TASK TO CARRY OUT: Copy out exactly each line from the line with "Exercise. Locate the cork" through the last line of the material below.

─── RECORDS FOR THIS TASK

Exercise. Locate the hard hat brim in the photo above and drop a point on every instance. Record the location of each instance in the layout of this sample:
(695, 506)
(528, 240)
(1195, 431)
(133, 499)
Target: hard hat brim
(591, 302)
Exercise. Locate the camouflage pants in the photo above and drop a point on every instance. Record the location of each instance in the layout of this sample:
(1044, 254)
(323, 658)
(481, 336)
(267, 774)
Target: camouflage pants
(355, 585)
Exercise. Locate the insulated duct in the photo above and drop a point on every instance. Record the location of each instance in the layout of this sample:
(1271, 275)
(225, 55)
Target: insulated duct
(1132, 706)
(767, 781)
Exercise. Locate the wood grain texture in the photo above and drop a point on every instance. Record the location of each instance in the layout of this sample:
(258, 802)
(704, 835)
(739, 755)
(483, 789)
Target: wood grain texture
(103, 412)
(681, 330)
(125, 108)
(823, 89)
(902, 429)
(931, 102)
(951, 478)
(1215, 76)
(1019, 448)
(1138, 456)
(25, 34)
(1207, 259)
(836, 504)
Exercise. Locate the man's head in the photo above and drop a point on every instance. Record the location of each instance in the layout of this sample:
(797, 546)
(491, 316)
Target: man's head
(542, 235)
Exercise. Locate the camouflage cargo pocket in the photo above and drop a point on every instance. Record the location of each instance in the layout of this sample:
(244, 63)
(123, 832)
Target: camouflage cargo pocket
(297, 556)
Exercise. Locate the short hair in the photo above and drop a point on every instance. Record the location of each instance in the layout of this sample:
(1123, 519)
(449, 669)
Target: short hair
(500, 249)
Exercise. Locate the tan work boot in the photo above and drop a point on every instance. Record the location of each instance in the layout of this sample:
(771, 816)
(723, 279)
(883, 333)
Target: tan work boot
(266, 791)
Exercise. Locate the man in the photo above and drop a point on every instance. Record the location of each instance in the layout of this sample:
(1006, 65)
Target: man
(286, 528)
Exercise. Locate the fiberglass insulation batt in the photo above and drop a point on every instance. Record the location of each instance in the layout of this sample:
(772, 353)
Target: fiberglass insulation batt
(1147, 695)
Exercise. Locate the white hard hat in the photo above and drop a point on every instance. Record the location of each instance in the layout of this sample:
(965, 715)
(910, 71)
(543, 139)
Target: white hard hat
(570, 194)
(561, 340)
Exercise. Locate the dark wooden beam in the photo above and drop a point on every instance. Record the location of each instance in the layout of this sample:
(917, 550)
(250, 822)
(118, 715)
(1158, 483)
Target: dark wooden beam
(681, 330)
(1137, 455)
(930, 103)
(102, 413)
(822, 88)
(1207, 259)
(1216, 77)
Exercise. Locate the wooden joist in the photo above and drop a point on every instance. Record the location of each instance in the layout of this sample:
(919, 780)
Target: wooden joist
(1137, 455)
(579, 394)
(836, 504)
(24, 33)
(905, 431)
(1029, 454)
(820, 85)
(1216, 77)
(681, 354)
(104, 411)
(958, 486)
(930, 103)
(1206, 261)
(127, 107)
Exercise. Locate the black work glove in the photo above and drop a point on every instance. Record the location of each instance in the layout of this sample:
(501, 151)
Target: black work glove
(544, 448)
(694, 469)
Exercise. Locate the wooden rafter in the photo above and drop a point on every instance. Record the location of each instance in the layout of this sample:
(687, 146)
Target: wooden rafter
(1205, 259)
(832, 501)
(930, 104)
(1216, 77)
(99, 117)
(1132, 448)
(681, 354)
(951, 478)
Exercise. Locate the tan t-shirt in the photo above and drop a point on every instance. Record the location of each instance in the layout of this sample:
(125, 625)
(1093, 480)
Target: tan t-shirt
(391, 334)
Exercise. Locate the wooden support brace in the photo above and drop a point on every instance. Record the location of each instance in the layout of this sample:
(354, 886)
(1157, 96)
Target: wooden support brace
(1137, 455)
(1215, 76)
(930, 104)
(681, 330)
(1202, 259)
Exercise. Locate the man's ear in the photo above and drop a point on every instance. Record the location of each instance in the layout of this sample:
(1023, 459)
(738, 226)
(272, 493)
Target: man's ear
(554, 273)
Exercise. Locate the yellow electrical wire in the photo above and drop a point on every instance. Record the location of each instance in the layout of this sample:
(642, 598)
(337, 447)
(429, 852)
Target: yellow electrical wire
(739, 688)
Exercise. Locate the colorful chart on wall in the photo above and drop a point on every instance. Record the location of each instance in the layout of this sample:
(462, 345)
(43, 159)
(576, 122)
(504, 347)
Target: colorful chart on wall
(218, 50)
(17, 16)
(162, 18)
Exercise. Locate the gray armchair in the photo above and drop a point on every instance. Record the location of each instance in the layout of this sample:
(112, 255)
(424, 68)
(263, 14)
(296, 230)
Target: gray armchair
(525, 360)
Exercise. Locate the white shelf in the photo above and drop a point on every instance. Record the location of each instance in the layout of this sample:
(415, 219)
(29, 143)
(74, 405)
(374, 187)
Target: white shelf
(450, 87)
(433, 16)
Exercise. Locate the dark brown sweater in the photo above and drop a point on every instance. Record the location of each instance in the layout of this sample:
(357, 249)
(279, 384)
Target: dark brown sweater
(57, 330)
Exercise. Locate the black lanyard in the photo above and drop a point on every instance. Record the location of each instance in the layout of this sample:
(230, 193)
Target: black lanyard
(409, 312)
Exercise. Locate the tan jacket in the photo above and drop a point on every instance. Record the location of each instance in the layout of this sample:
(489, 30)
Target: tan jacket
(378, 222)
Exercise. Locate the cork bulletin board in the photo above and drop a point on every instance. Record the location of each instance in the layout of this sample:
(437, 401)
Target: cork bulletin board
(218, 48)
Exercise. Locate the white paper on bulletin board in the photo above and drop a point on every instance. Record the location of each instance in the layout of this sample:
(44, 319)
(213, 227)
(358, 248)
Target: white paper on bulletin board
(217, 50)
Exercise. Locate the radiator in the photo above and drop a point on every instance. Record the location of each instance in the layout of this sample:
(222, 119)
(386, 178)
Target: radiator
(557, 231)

──────

EXERCISE OUTPUT:
Exercise. Locate the cork bulletin board in the photo above and drop a point on every instance. Record the location of each instance in the layout of this sample:
(437, 401)
Target: cork bulletin board
(218, 48)
Exercise. Locate the white paper on bulletin board in the photo above and drop a point on every instance. Record the location of each instance in the layout of this sample:
(44, 319)
(213, 227)
(358, 248)
Target: white paper on bulletin board
(217, 50)
Exercise. Locate the radiator in the photo above and drop a point on every instance. Record the location of each instance in the layout of this sample:
(222, 119)
(386, 178)
Target: radiator
(557, 231)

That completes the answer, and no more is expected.